DIRECTION ::
Can you repeat the rows from the line containing "of the high-rise" through the end of the rows, inclusive, with "green metal pole" replaced by "street lamp post" and nothing else changed?

EXCERPTED DATA ::
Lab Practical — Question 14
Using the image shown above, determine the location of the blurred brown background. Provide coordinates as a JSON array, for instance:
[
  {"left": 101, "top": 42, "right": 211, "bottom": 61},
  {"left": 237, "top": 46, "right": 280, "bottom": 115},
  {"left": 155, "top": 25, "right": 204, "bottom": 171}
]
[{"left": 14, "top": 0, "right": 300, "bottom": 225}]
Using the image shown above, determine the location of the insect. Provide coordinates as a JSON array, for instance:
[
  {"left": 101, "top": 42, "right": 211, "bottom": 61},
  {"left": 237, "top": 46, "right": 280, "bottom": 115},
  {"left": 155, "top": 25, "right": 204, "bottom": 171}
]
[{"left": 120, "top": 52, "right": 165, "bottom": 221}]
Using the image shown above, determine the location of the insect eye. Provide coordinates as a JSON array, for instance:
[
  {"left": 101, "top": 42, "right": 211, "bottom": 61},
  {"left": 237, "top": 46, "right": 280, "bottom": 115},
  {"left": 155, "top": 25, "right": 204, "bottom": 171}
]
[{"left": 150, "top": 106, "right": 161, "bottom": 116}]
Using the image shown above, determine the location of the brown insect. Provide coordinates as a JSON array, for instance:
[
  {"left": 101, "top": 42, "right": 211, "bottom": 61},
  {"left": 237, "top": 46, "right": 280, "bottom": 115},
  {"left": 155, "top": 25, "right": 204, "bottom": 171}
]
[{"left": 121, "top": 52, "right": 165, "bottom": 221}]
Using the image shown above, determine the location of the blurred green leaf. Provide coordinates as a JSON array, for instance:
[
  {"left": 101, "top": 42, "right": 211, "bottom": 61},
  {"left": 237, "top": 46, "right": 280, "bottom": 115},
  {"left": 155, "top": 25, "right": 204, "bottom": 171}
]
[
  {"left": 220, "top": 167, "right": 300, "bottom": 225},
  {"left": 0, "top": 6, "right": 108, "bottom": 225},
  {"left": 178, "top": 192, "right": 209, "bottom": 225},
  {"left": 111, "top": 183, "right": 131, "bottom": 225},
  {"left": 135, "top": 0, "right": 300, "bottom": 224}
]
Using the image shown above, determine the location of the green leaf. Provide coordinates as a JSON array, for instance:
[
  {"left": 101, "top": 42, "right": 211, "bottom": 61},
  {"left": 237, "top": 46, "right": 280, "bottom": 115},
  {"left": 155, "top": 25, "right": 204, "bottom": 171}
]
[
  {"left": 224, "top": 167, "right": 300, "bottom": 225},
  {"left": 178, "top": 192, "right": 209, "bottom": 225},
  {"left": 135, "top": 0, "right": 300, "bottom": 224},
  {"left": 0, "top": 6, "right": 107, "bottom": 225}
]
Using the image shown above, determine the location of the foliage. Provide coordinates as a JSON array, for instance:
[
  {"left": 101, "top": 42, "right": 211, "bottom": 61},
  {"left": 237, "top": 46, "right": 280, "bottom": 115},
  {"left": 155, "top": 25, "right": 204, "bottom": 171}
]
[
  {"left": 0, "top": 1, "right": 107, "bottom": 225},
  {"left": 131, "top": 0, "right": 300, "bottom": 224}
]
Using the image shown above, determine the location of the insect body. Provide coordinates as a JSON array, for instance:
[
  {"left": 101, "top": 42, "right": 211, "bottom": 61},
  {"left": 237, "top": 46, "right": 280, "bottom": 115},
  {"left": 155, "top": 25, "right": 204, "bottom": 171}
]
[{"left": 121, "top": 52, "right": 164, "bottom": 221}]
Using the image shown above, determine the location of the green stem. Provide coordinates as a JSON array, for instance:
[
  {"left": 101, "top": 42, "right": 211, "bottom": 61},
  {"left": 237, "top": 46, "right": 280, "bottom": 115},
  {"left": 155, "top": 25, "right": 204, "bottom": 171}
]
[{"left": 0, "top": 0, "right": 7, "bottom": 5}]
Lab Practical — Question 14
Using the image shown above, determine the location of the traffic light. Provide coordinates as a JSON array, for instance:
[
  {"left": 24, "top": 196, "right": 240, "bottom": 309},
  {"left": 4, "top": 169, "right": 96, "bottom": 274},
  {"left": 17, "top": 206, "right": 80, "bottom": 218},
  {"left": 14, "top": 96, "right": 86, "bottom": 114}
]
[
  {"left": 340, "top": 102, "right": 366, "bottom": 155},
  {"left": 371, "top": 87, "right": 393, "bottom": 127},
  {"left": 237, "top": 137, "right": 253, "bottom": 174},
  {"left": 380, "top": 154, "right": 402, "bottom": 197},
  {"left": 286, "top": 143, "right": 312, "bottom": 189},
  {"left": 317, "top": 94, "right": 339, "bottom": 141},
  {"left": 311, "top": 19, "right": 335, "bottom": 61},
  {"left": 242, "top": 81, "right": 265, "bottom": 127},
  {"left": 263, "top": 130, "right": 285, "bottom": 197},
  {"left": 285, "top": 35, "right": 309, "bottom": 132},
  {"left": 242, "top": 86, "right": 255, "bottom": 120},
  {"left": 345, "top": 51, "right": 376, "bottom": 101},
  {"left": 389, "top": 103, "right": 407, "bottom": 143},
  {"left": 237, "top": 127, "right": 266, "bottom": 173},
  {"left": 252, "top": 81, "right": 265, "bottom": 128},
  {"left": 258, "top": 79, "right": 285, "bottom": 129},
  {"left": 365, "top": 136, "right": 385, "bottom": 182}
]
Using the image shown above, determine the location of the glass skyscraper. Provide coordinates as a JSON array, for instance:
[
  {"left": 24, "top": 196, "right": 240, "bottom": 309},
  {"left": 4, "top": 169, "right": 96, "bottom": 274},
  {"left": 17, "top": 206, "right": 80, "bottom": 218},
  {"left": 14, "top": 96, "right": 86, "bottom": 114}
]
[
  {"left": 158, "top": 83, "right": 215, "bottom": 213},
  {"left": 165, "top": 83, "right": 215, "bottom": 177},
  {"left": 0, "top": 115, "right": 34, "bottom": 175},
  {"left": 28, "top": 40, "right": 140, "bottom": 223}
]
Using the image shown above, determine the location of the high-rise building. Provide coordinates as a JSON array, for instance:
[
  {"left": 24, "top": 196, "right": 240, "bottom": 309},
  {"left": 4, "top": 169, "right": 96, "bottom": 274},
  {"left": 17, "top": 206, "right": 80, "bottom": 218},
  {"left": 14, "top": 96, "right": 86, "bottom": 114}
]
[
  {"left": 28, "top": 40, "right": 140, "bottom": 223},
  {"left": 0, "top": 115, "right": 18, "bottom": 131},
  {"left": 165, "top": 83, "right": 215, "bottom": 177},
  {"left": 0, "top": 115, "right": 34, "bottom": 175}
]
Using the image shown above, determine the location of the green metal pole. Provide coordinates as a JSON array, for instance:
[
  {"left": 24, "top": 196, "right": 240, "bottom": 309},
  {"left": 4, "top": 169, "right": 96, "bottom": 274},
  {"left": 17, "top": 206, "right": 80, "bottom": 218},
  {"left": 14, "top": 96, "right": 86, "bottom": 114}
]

OUTPUT ::
Using the image shown above, determine the location of the high-rise building. Provide coordinates as a JSON array, for instance:
[
  {"left": 24, "top": 196, "right": 240, "bottom": 309},
  {"left": 4, "top": 169, "right": 96, "bottom": 274},
  {"left": 17, "top": 206, "right": 80, "bottom": 218},
  {"left": 14, "top": 96, "right": 86, "bottom": 114}
]
[
  {"left": 28, "top": 40, "right": 140, "bottom": 223},
  {"left": 0, "top": 115, "right": 18, "bottom": 131},
  {"left": 165, "top": 83, "right": 215, "bottom": 177},
  {"left": 0, "top": 115, "right": 34, "bottom": 175}
]
Using the image shown above, determine the location of the street lamp post. Provide coordinates as a JSON array, for instance:
[
  {"left": 24, "top": 196, "right": 240, "bottom": 309},
  {"left": 4, "top": 169, "right": 96, "bottom": 274},
  {"left": 17, "top": 206, "right": 80, "bottom": 218},
  {"left": 14, "top": 96, "right": 86, "bottom": 114}
]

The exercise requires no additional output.